• _TEXT BLOCK_:
***
To answer the first question I haven't heard anything happening with King of Hell manhwa being animated. I believe it's possible for this series to become animated but it very rare for a korean manhwa to get a adaptation. The only manhwa that I know of that got a anime series was "Shin Angyo Onshi" but I believe I read somewhere that the author wanted his series animated and went to Japan to have it done.

If King of Hell continues gets a much bigger fanbase then they'll possibly consider making an adaptation. 

Also this may be going of topic but to give an idea how popular KOH currently is in Korea on Chapter 47 a popular Korean manhwa site, KOH in one of the catergorys in the bottom of the page is currently ranked 4th place.


----------



## Toddler Naruto (Jun 21, 2011)

Majeh-Sama said:


> To answer the first question I haven't heard anything happening with King of Hell manhwa being animated. I believe it's possible for this series to become animated but it very rare for a korean manhwa to get a adaptation. The only manhwa that I know of that got a anime series was "Shin Angyo Onshi" but I believe I read somewhere that the author wanted his series animated and went to Japan to have it done.
> 
> If King of Hell continues gets a much bigger fanbase then they'll possibly consider making an adaptation.



Thank you, that's the answer I was looking for.


----------



## Typhoon Gunner (Jun 22, 2011)

Blade said:


> Wow. In this armor, he is a fucking badass.



If you check out the preview chapter 316 in the link down below it looks like Majeh is fighting which I'm not sure if it's the same Dragon or another one.
***
• _DATASET ENTRIES_:
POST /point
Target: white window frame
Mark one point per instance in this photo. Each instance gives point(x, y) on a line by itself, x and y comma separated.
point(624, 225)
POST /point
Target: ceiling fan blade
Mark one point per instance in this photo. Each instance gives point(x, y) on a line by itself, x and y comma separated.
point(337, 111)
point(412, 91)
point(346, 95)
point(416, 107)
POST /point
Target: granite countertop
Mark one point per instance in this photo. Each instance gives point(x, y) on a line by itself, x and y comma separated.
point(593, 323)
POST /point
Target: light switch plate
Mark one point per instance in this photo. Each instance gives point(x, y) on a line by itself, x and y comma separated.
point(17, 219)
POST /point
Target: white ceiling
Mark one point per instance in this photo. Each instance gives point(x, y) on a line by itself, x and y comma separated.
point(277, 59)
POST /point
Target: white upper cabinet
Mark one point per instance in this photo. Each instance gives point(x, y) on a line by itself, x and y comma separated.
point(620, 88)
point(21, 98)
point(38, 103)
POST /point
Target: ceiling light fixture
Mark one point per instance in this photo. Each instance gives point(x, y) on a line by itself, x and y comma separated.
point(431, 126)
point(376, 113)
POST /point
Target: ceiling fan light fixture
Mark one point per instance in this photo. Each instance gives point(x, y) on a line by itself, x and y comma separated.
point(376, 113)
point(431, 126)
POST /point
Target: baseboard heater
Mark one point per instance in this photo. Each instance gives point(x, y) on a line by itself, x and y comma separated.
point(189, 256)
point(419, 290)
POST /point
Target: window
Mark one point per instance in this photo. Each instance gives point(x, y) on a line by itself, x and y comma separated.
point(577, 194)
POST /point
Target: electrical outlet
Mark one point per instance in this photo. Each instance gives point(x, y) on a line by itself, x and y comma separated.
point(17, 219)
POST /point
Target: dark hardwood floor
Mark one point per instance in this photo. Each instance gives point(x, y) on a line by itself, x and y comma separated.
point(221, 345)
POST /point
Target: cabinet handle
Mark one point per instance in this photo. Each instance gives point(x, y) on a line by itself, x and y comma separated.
***
• _WORK TO DO_:
• 1. Answer these from the King of Hell thread:
(a) Which manhwa does the first post name as one that got an anime series?
(b) On what date did Toddler Naruto post?
(c) Which preview chapter does Typhoon Gunner mention?
• 2. Name every username in the King of Hell thread that appears either as a post header or directly before "said:".
• 3. Please pick up the King of Hell thread after its last sentence and keep it going.
The items have nothing to do with this work.

• _ANSWERS TO EACH TASK_:
• 1.
(a) "Shin Angyo Onshi"
(b) Jun 21, 2011
(c) Chapter 316

• 2. Toddler Naruto, Majeh-Sama, Typhoon Gunner, Blade

• 3.
Also preview chapter 315 shows Murin checking out Older Dohwa which I assume she is a spirit now since she died back in chapter 2. 

Chapter 47

The site is in Korean but if you look half way down you'll see links to preview chapters 308-317. Chapter 308-314 are in volume 38. Chapter 315, 316, and 317 will most likely appear in volume 39.


----------



## Ninja Warrior (Jun 30, 2011)

Majeh-Sama said:


> If you check out the preview chapter 316 in the link down below it looks like Majeh is fighting which I'm not sure if it's the same Dragon or another one.
> 
> Also preview chapter 315 shows Murin checking out Older Dohwa which I assume she is a spirit now since she died back in chapter 2.
> 
> ...



I was checking those links out and too bad they only show only a couple of pages of each chapter. So from the looks of it, the first Dohwa looks like she's being held captive by Murin.

Also question on those three men that you've mention in your post earlier. Do you or anybody know if they're the masterminds of releasing the 7 demons from hell?


----------



## Typhoon Gunner (Jun 30, 2011)

Ninja Warrior said:


> I was checking those links out and too bad they only show only a couple of pages of each chapter. So from the looks of it, the first Dohwa looks like she's being held captive by Murin.
> 
> Also question on those three men that you've mention in your post earlier. Do you or anybody know if they're the masterminds of releasing the 7 demons from hell?



For the moment it looks like it. I like to see what Majeh will do when he learns that Murin has older Dohwa prisioner.

For those three unnamed men I long suspected that they probably had to do something with the release of the demons but I don't think they mentioned it in the series. I have to reread the series again to refresh my memory since I don't remember if those three men appeared between volumes 3 up to the current volume.

BTW chapter 319 has been released in Korea today.



A chapter preview of 318 might be posted sometime soon on toondasi.


----------



## Ninja Warrior (Aug 10, 2011)

I just checked out those preview chapters that you posted. 


*Spoiler*: __ 



Looks like Majeh friends meet that masked warrior that you mentioned earlier. Also I checked out 320 and I'm wondering if you know what the heck happen to baby?


----------



## Typhoon Gunner (Aug 10, 2011)

Ninja Warrior said:


> I just checked out those preview chapters that you posted.
> 
> 
> *Spoiler*: __
> ...



I'm wondering on what happen to him as well. It looks like Hunter is still very frightened about bugs. XD

BTW couple of good news.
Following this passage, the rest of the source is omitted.